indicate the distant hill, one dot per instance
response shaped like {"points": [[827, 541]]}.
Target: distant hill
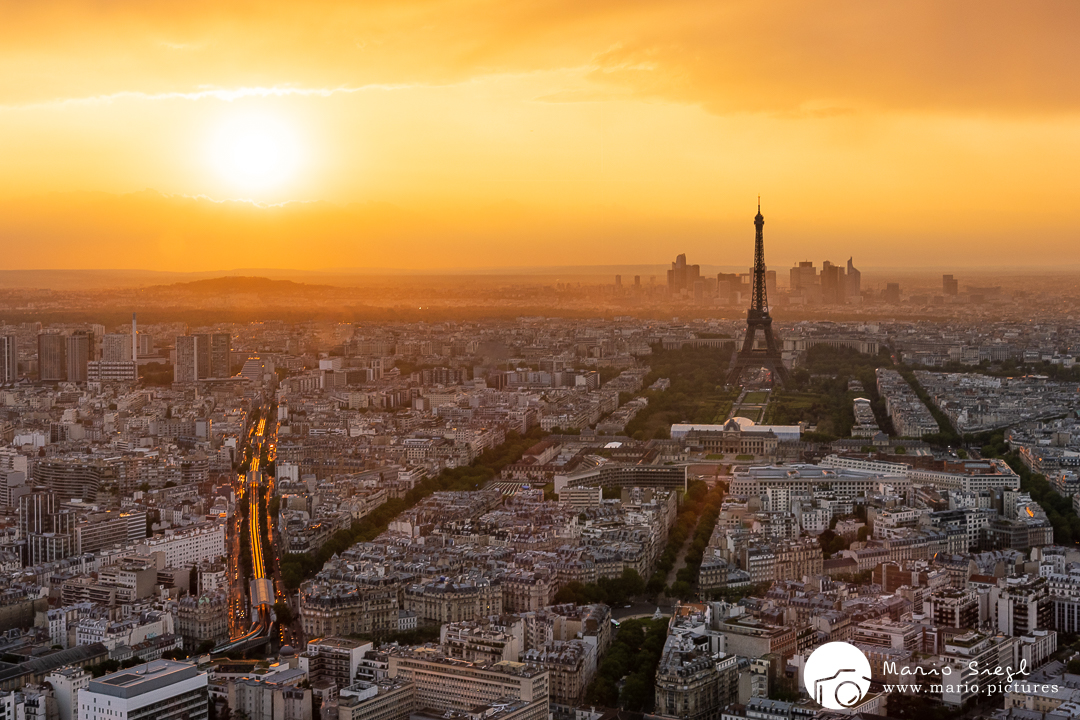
{"points": [[241, 285]]}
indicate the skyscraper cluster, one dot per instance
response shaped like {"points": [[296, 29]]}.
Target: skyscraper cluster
{"points": [[835, 285], [202, 356]]}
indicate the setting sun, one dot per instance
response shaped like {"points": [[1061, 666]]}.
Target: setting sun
{"points": [[255, 152]]}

****************************************

■ **OBJECTIVE**
Copy the text of all the records above line for line, and omit the pictures.

■ **EXERCISE SOLUTION**
indicate the distant hill, one dot per instance
response shaped like {"points": [[827, 541]]}.
Target: distant hill
{"points": [[241, 285]]}
indicate the skyscraper cluster, one dot per instance
response shaped like {"points": [[296, 29]]}.
Target: skyscraper cluster
{"points": [[835, 285], [202, 356]]}
indicate the setting sun, one dot per instance
response shaped like {"points": [[1061, 666]]}.
Target: setting sun
{"points": [[255, 152]]}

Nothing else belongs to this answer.